§ TEXT SHOWN
◇ ◇ ◇ ◇ ◇ ◇ ◇
2. The protective helmet as recited in claim 1 , wherein said first end of at least one of said plurality of sinusoidal springs is attached to said first outer surface.
3. The protective helmet as recited in claim 1 , wherein each one of said plurality of sinusoidal springs is attached at common point on said inner shell.
4. The protective helmet as recited in claim 1 , further comprising a plurality of brackets connected to said first outer surface, said second inner surface, or both said first outer surface and said second inner surface, wherein said plurality of brackets are operatively arranged adjacent to said plurality of sinusoidal springs to limit their lateral and torsional movement.
5. The protective helmet as recited in claim 1 , wherein each of said plurality of energy dissipation devices is a locking device, comprising:
a first portion comprising a first plurality of teeth, the first portion arranged on the spring; and,
a second portion comprising a second plurality of teeth, the second portion arranged on the first outer surface;
wherein the first plurality of teeth are arranged to engage the second plurality of teeth.
6. The protective helmet as recited in claim 5 , wherein the locking device further comprises a release device connected to the first portion, the release device is operatively arranged to be actuated from said first inner surface to release said locking device.
7. The protective helmet as recited in claim 1 , wherein each of said plurality of energy dissipation devices is a piston device, comprising:
a first component connected to the second end of each of the plurality of sinusoidal springs; and,
a second component.
8. The protective helmet as recited in claim 1 , wherein said outer shell comprises at least one window defined by said outer shell.
9. The protective helmet as recited in claim 8 , further comprising a force indicator tab in operative contact with said second end of at least one of said plurality of sinusoidal springs, wherein said force indicator tab is moved to said at least one window by said second end when said helmet is impacted with sufficient force.
10. The protective helmet as recited in claim 8 , wherein said at least one window extends in a generally sagittal direction.
11. The protective helmet as recited in claim 9 , wherein said force indicator tab is positioned in a slot or between two rails.
12. The protective helmet as recited in claim 11 , wherein said force indicator tab comprises a return tab.
13. The protective helmet as recited in claim 11 , further comprising a Bluetooth device operatively arranged to determine a location of the force indicator tab, wherein the Bluetooth device is capable of sending the location to a remote location.
14. A protective helmet having multiple protective zones, comprising:
an inner shell having a first inner surface and a first outer surface;
a padded inner lining attached to said first inner surface;
an outer shell having a second inner surface and a second outer surface, said outer shell functionally attached to said inner shell;
an elastomeric zone between said first outer surface and said second inner surface;
a plurality of sinusoidal springs positioned in said elastomeric zone, each of the plurality of sinusoidal springs comprising:
a first end; and,
a second end; and,
a plurality of locking devices arranged between the inner and outer shells, wherein each of said plurality of locking devices comprises:
a first portion comprising a first plurality of teeth, the first portion connected to the second end;
a second portion comprising a second plurality of teeth, the second portion arranged on the first outer surface, wherein the first plurality of teeth are arranged to engage the second plurality of teeth; and,
a release device connected to the first portion, the release device is operatively arranged to release said locking device.
◇ ◇ ◇ ◇ ◇ ◇ ◇
Dataset rows
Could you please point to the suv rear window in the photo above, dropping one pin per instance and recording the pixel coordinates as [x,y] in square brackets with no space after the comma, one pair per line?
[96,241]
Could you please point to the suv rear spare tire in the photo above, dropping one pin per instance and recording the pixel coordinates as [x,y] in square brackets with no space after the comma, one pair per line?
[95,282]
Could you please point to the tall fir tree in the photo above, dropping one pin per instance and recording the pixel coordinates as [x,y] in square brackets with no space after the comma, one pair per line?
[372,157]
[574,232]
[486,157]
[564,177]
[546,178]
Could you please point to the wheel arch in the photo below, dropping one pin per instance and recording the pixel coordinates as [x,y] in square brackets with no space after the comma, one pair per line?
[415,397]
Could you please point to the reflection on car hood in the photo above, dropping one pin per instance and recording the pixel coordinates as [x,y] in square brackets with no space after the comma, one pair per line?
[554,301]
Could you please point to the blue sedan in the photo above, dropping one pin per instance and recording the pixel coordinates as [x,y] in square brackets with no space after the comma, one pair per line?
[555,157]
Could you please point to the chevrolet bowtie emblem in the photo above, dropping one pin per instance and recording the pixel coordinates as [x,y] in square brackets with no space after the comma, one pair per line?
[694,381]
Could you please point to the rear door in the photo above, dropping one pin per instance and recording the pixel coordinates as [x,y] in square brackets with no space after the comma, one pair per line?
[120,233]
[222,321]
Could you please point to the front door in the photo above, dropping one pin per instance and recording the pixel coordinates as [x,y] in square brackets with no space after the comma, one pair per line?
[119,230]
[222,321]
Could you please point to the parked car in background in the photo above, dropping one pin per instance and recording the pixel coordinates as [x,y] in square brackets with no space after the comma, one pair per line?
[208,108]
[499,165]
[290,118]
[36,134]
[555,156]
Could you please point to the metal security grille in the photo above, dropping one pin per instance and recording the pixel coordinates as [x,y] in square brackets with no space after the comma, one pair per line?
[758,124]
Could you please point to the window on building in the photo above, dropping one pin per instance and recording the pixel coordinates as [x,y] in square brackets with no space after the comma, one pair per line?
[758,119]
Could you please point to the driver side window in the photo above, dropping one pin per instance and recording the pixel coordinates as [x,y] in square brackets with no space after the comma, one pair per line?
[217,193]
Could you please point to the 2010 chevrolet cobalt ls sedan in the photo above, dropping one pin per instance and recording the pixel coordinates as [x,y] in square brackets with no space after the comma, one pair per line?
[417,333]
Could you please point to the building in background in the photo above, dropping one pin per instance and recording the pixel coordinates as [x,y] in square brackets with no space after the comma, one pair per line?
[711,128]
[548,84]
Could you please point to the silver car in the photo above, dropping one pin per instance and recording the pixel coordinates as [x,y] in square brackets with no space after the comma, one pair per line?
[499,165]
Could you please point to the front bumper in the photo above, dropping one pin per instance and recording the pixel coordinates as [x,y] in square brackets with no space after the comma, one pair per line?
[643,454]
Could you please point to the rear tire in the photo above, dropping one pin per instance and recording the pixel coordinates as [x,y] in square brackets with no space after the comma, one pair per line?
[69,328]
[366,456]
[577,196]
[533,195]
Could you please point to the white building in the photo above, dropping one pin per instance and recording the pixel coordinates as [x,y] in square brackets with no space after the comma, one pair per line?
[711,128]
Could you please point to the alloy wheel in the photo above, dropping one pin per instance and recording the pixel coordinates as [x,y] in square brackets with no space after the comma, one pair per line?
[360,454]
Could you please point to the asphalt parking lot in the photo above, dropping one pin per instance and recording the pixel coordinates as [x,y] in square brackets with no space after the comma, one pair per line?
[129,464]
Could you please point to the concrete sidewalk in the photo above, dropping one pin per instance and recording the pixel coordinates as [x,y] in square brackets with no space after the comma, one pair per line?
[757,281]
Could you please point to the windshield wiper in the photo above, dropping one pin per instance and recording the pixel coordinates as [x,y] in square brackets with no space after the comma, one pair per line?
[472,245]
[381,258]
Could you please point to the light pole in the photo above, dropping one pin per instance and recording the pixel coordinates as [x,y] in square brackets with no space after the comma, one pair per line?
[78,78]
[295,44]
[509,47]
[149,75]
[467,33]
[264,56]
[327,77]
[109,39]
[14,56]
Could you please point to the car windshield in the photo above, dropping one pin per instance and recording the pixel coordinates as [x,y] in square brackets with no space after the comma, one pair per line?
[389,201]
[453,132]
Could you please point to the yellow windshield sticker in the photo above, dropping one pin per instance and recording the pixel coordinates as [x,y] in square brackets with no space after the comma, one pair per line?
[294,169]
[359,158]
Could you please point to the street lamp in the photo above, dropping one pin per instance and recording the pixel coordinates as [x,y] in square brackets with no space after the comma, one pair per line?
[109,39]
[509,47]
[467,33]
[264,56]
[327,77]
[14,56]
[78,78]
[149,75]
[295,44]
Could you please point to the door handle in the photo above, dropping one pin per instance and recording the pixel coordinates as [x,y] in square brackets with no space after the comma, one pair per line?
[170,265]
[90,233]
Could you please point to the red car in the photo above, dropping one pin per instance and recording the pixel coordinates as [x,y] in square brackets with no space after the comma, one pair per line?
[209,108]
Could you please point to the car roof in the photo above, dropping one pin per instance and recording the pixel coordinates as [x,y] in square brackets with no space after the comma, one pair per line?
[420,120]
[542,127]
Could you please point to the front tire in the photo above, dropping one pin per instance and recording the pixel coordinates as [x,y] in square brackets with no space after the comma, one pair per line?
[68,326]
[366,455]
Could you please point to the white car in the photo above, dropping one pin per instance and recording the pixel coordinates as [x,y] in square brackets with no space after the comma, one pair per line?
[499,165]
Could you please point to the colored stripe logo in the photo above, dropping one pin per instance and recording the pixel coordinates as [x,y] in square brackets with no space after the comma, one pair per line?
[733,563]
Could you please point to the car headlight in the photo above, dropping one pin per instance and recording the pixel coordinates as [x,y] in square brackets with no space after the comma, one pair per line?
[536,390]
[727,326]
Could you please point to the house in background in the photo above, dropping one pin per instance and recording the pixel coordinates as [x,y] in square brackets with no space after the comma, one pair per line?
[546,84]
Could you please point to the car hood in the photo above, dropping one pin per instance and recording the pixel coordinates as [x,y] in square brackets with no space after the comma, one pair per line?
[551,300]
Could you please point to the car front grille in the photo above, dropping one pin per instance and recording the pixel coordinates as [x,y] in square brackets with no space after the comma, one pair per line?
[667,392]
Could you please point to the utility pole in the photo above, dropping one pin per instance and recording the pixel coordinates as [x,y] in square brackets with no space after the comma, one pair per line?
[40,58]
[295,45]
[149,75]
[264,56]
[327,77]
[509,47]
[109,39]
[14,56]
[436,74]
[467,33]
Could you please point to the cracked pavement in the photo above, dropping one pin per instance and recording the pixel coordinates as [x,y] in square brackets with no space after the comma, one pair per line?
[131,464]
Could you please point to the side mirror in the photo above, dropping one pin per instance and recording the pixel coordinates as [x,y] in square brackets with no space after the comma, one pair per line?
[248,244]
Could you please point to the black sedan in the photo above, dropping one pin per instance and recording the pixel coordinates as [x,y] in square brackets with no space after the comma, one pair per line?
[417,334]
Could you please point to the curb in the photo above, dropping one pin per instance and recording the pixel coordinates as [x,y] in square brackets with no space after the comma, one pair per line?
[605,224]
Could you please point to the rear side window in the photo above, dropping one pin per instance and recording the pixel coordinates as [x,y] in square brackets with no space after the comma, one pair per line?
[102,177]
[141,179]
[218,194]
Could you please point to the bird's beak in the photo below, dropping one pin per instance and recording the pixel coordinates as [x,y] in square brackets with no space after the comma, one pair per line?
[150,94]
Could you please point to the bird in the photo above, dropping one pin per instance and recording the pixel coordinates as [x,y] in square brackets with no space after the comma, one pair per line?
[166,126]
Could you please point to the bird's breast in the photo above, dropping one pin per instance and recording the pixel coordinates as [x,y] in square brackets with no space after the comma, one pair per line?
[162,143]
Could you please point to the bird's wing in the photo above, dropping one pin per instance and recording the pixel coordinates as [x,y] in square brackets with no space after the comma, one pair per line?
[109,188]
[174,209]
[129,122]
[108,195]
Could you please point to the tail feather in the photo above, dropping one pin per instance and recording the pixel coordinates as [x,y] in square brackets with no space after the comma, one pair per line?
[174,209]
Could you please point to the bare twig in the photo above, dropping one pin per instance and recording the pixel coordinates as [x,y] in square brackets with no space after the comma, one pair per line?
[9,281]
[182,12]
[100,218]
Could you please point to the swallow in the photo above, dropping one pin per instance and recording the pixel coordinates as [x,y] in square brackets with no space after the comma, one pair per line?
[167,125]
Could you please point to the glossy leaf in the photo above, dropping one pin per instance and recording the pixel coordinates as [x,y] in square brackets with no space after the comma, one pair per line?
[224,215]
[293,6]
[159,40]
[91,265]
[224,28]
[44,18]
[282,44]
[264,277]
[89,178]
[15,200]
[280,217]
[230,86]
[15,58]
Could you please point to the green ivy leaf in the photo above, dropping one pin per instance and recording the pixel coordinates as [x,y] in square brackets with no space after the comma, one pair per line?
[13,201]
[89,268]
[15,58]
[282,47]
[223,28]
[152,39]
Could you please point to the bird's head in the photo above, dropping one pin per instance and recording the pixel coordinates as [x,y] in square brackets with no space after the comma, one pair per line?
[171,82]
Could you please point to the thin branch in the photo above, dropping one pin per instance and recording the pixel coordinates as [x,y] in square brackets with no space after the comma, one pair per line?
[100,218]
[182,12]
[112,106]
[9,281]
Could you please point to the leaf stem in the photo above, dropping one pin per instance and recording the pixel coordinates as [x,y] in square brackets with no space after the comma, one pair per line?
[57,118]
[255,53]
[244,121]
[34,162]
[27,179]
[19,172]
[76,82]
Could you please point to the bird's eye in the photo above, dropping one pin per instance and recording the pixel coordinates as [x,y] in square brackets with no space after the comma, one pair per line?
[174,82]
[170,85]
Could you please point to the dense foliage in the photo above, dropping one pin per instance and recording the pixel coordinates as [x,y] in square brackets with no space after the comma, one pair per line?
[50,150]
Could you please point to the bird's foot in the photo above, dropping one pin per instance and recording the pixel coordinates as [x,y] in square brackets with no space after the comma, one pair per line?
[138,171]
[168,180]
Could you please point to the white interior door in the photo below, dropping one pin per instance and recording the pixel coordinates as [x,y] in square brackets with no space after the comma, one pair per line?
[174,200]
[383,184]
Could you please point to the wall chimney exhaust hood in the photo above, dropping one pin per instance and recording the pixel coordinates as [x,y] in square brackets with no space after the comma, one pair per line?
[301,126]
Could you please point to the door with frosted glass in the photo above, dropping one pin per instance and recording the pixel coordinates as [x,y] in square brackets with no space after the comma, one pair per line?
◇ ◇ ◇ ◇ ◇ ◇ ◇
§ GOALS
(1) Answer these about the helmet claims, one line each:
(a) In claim 10, in what direction does the at least one window extend?
(b) In claim 13, what device determines the location of the force indicator tab?
(c) In claim 14, what is attached to the first inner surface?
(2) Please set down the passage from the helmet claims word for word, starting with "9. The protective" and going on through "between two rails.".
The rows aren't needed for what comes next.

§ ANSWERS TO EACH TASK
(1)
(a) In a generally sagittal direction.
(b) A Bluetooth device.
(c) A padded inner lining.

(2)
9. The protective helmet as recited in claim 8 , further comprising a force indicator tab in operative contact with said second end of at least one of said plurality of sinusoidal springs, wherein said force indicator tab is moved to said at least one window by said second end when said helmet is impacted with sufficient force.
10. The protective helmet as recited in claim 8 , wherein said at least one window extends in a generally sagittal direction.
11. The protective helmet as recited in claim 9 , wherein said force indicator tab is positioned in a slot or between two rails.